**WHAT THE TASK REQUIRES**: Copy out each line of the listing below that contains the string "wooden", matching case exactly.
* * * * * * * * *
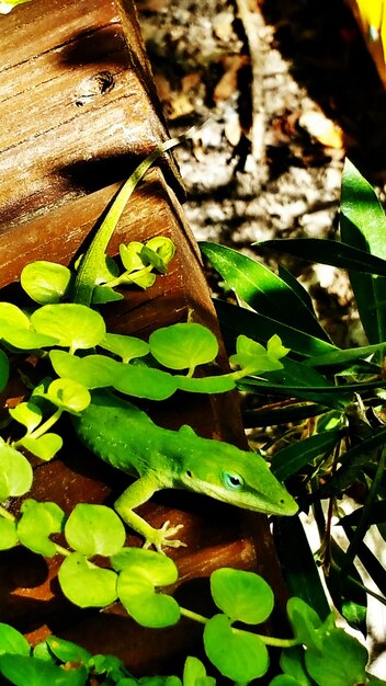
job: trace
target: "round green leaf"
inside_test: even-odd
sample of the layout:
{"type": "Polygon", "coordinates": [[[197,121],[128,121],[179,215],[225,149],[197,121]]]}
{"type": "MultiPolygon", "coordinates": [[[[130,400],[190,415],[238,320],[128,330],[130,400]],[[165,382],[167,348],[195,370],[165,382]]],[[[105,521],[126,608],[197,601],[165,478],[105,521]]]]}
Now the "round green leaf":
{"type": "Polygon", "coordinates": [[[0,393],[4,390],[10,376],[10,362],[5,353],[0,350],[0,393]]]}
{"type": "Polygon", "coordinates": [[[15,522],[0,518],[0,550],[14,548],[19,542],[15,522]]]}
{"type": "Polygon", "coordinates": [[[27,432],[31,433],[42,421],[42,410],[33,402],[20,402],[15,408],[9,410],[13,420],[23,424],[27,432]]]}
{"type": "Polygon", "coordinates": [[[0,654],[30,655],[31,648],[20,631],[8,624],[0,622],[0,654]]]}
{"type": "Polygon", "coordinates": [[[215,615],[205,625],[204,647],[217,670],[235,682],[248,684],[269,668],[269,654],[262,640],[234,629],[225,615],[215,615]]]}
{"type": "Polygon", "coordinates": [[[211,575],[211,591],[217,607],[231,621],[261,624],[271,615],[274,596],[271,586],[258,574],[230,568],[211,575]]]}
{"type": "Polygon", "coordinates": [[[58,579],[66,597],[79,607],[105,607],[116,601],[116,573],[94,567],[80,552],[64,560],[58,579]]]}
{"type": "Polygon", "coordinates": [[[0,302],[0,336],[11,329],[30,329],[30,320],[16,305],[0,302]]]}
{"type": "Polygon", "coordinates": [[[0,502],[11,495],[24,495],[33,481],[29,460],[0,438],[0,502]]]}
{"type": "Polygon", "coordinates": [[[343,629],[332,628],[322,634],[322,650],[307,650],[307,670],[318,686],[348,686],[365,683],[368,653],[343,629]]]}
{"type": "Polygon", "coordinates": [[[33,436],[24,436],[19,444],[36,455],[42,460],[50,460],[60,450],[63,438],[58,434],[48,433],[34,438],[33,436]]]}
{"type": "Polygon", "coordinates": [[[117,594],[127,613],[143,627],[171,627],[180,619],[177,601],[156,593],[150,581],[129,569],[125,569],[118,576],[117,594]]]}
{"type": "Polygon", "coordinates": [[[0,672],[15,686],[84,686],[84,666],[64,668],[46,660],[24,655],[1,655],[0,672]]]}
{"type": "Polygon", "coordinates": [[[20,281],[22,288],[35,302],[60,302],[70,284],[71,272],[63,264],[37,260],[23,268],[20,281]]]}
{"type": "Polygon", "coordinates": [[[71,351],[94,347],[105,335],[104,320],[86,305],[44,305],[33,312],[31,323],[38,333],[55,336],[58,345],[71,351]]]}
{"type": "Polygon", "coordinates": [[[68,544],[91,558],[110,557],[125,542],[125,527],[111,507],[80,503],[72,510],[65,526],[68,544]]]}
{"type": "Polygon", "coordinates": [[[113,386],[122,393],[149,400],[166,400],[177,390],[177,381],[168,371],[141,365],[125,365],[122,362],[114,364],[118,365],[118,374],[113,386]]]}
{"type": "Polygon", "coordinates": [[[149,352],[149,344],[145,341],[121,333],[106,333],[100,346],[122,357],[124,363],[135,357],[144,357],[149,352]]]}
{"type": "Polygon", "coordinates": [[[49,536],[61,531],[65,519],[61,507],[56,503],[39,503],[31,498],[22,504],[21,513],[18,535],[23,546],[47,558],[54,557],[57,550],[49,536]]]}
{"type": "Polygon", "coordinates": [[[197,323],[178,323],[157,329],[149,339],[151,355],[164,367],[192,369],[213,362],[218,353],[216,336],[197,323]]]}
{"type": "Polygon", "coordinates": [[[91,396],[88,389],[73,379],[55,379],[49,384],[46,397],[67,412],[82,412],[89,407],[91,396]]]}
{"type": "Polygon", "coordinates": [[[77,357],[65,351],[50,351],[49,358],[58,376],[80,381],[88,389],[113,386],[120,376],[120,363],[105,355],[77,357]]]}
{"type": "Polygon", "coordinates": [[[117,572],[130,570],[141,574],[155,586],[173,584],[179,575],[171,558],[144,548],[123,548],[112,557],[111,563],[117,572]]]}

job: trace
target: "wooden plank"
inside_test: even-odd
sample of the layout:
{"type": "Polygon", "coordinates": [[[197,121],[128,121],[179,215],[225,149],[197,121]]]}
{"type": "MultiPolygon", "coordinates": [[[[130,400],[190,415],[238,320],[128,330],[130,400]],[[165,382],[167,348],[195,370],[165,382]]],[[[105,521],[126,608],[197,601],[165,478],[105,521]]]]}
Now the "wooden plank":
* * * * * * * * *
**RESULT**:
target: "wooden plank"
Now the "wooden plank":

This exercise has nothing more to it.